Seminole Producer
- Type: Daily newspaper
- Format: Broadsheet
- Owner(s): Stu Phillips
- Editor: Stu Phillips
- Founded: March 1, 1927; 98 years ago
- Headquarters: Seminole, Oklahoma
- Circulation: 5,400
- Website: seminoleproducer.com

= Seminole Producer =

Newspaper in Oklahoma, US

The Seminole Producer is a daily newspaper circulated throughout Seminole County, Oklahoma. Founded in 1927 by James T. Jackson and Sadie Jackson, it is the only daily newspaper in Seminole County, and the largest newspaper within an 18-mile radius of Seminole, Oklahoma. The paper currently has a circulation of 5,400.

==History==
The Seminole Producer was founded on March 1, 1927 by James T. Jackson and his wife Sadie Jackson. They had come to Seminole after selling a printing plant in Kansas. Its owner moved the printing plant to Seminole, Oklahoma, where the Seminole Morning Tribune was established. Upon failure of the Tribune, the plant was sold back to Jackson, who did job printing in order to maintain the Producer before the paper's rise to prominence. Despite a slow start, the Seminole Producer rose in popularity after it reported on corruption cases in the county's police department. The Jacksons owned the Seminole Producer until 1946. In 1946, the paper was purchased by Milt and Tom Phillips. The paper would later purchase and assimilate the Seminole County News in 1948, and the Wewoka Times and Wewoka Democrat in 1950. (Note: At some point, the Seminole Producer acquired the assets of newspapers in Konawa, Oklahoma.) Tom Phillips died of cancer in 1956, and the Wewoka papers were sold. In order to retain employees, Milt sold minority interests to three of his staffers Alex Adwan, Ted Phillips, and Carroll Sciance, with Adwan later selling his share. Carroll continued to partner with Milt until Milt's death in 1979. Carroll continued in partnership with Ted until 1992 when he died. Upon Carroll's death, Ted Phillips' son Stu Phillips took Carroll's place as co-owner with Ted. After Ted Phillips died in 2004, Stu Phillips became the editor and publisher of the Producer.

[What you will do]:
**a)** According to the Seminole Producer article, in what year did Milt and Tom Phillips buy the paper?
**b)** Please print the part of the Seminole Producer article that starts with the words "The Seminole Producer is" and stops after the words "circulation of 5,400.".

[Records shown]:
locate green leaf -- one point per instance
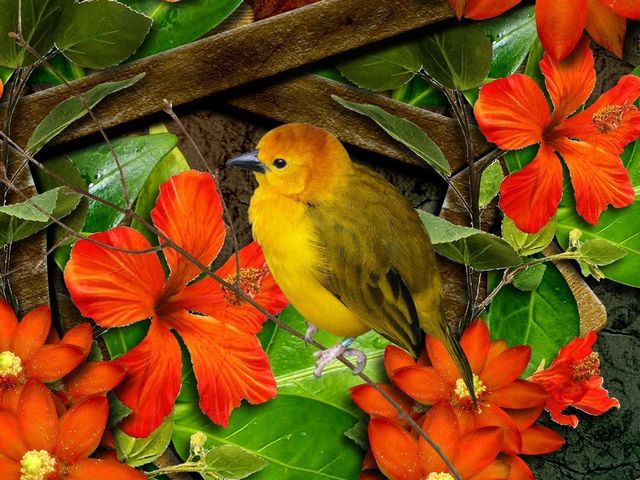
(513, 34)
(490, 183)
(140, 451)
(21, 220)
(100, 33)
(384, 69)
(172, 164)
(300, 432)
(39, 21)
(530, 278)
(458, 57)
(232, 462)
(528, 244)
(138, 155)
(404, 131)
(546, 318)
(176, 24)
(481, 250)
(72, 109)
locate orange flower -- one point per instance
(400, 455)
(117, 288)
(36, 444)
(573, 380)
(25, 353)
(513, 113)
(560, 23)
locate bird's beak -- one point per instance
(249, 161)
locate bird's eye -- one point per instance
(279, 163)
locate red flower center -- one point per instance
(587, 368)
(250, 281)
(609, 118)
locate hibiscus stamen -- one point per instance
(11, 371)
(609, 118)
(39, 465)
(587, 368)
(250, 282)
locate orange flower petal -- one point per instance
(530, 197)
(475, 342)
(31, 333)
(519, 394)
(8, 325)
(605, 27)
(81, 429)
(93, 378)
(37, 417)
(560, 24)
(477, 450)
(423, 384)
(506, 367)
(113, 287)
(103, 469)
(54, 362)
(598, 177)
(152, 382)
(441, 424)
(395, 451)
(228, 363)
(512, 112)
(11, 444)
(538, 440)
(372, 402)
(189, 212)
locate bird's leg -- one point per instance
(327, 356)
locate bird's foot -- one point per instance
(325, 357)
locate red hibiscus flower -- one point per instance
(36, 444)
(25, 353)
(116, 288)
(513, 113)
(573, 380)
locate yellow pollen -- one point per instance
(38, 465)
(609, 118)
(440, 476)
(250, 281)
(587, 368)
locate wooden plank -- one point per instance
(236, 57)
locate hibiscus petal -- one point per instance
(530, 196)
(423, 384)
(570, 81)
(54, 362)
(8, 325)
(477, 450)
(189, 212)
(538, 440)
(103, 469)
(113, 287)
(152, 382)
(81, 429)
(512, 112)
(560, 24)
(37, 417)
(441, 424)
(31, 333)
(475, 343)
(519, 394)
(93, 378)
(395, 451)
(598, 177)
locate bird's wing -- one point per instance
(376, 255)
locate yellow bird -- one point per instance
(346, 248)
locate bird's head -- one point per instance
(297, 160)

...

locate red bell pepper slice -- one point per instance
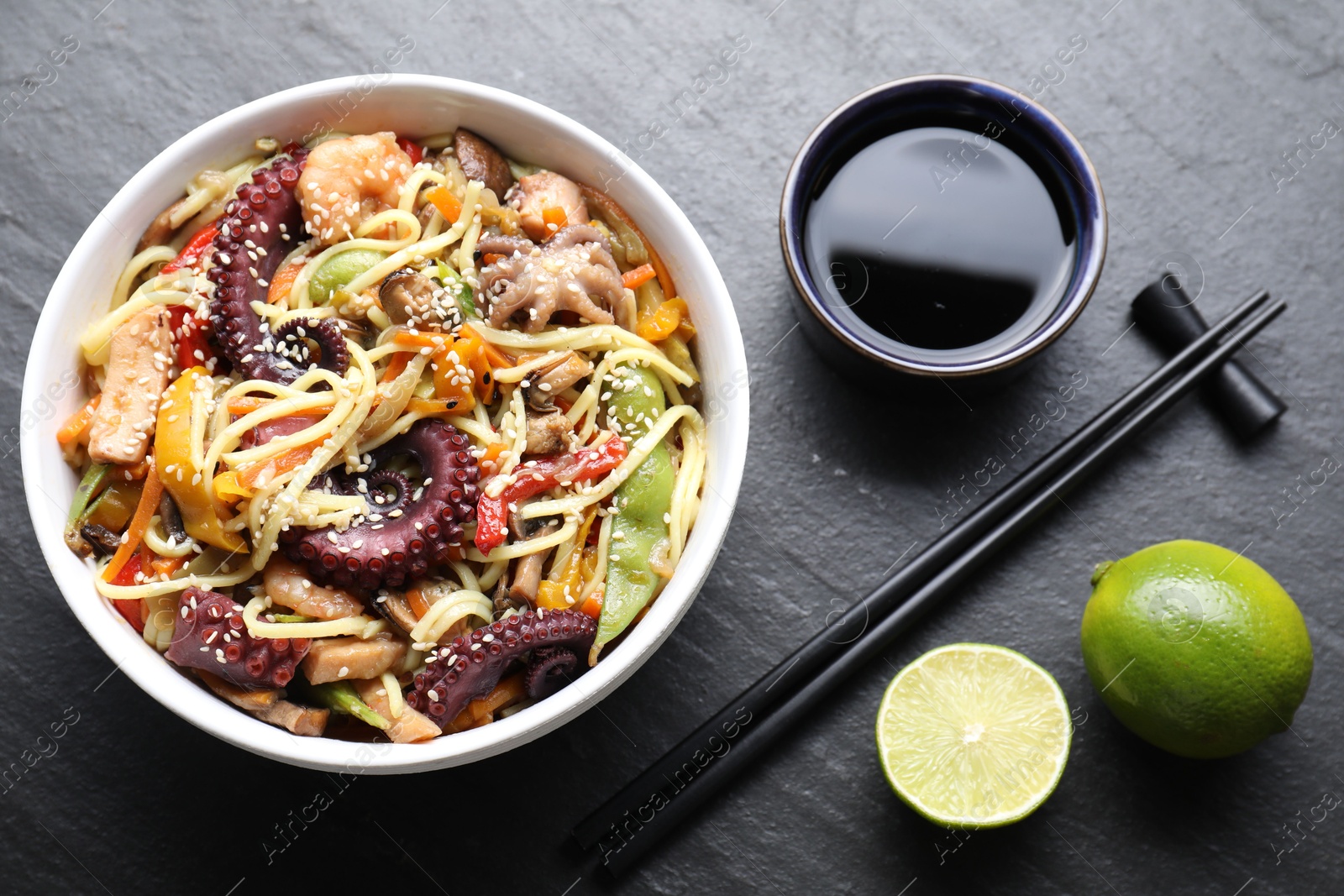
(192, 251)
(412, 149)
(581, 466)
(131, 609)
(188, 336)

[Solutions to each task]:
**a)** 1946

**b)**
The Seminole Producer is a daily newspaper circulated throughout Seminole County, Oklahoma. Founded in 1927 by James T. Jackson and Sadie Jackson, it is the only daily newspaper in Seminole County, and the largest newspaper within an 18-mile radius of Seminole, Oklahoma. The paper currently has a circulation of 5,400.